## start PROVIDED ENTRIES

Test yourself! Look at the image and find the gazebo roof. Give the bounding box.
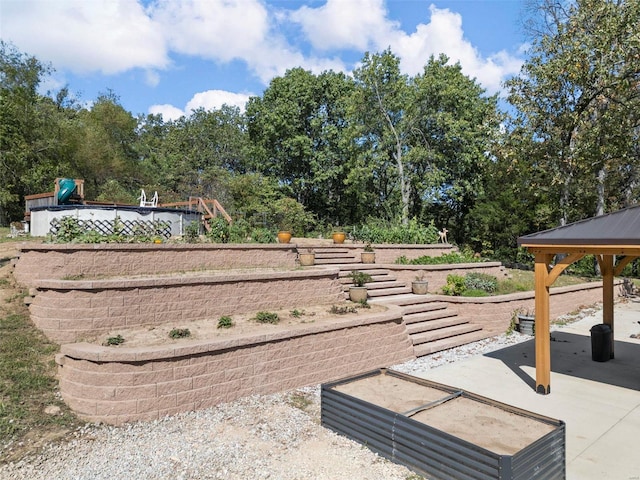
[518,205,640,246]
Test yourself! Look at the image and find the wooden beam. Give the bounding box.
[535,253,553,395]
[547,253,584,287]
[613,255,638,277]
[598,255,614,358]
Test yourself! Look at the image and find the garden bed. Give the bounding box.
[322,369,565,480]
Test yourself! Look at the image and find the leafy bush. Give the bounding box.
[442,274,466,297]
[104,335,124,347]
[349,270,373,287]
[254,311,280,324]
[464,272,498,293]
[218,315,233,328]
[169,328,191,338]
[182,222,200,243]
[351,218,439,244]
[206,217,229,243]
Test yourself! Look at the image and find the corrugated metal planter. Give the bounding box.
[321,369,566,480]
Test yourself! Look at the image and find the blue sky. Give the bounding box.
[0,0,526,120]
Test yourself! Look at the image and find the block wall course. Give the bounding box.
[56,308,414,424]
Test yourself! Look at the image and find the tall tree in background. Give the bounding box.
[405,55,501,242]
[246,68,353,222]
[349,49,414,225]
[507,0,640,225]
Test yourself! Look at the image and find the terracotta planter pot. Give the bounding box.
[360,252,376,263]
[411,280,429,295]
[278,231,291,243]
[349,287,368,303]
[298,253,316,267]
[331,232,346,243]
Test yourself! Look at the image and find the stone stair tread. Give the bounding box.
[338,263,391,277]
[402,301,449,315]
[411,323,482,345]
[315,257,358,265]
[407,315,469,335]
[413,330,487,357]
[402,308,458,325]
[369,287,411,297]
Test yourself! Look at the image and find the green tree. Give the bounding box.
[507,0,640,225]
[247,68,353,222]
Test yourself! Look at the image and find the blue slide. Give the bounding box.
[58,178,76,205]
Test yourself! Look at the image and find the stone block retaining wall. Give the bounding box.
[56,307,415,425]
[14,243,297,286]
[433,282,602,337]
[384,262,507,293]
[30,268,344,343]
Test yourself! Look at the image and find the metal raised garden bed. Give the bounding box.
[321,369,566,480]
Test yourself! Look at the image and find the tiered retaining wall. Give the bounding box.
[30,268,344,343]
[56,307,415,425]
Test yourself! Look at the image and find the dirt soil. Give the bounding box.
[335,374,555,455]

## end PROVIDED ENTRIES

Can you gather every row above that contains the word "metal" and copy each one out in full?

* _RESULT_:
Test yourself! Look at the image and find the corrugated metal planter. Give the bounding box.
Test yourself! Look at the image and find the metal raised garden bed. Give the bounding box.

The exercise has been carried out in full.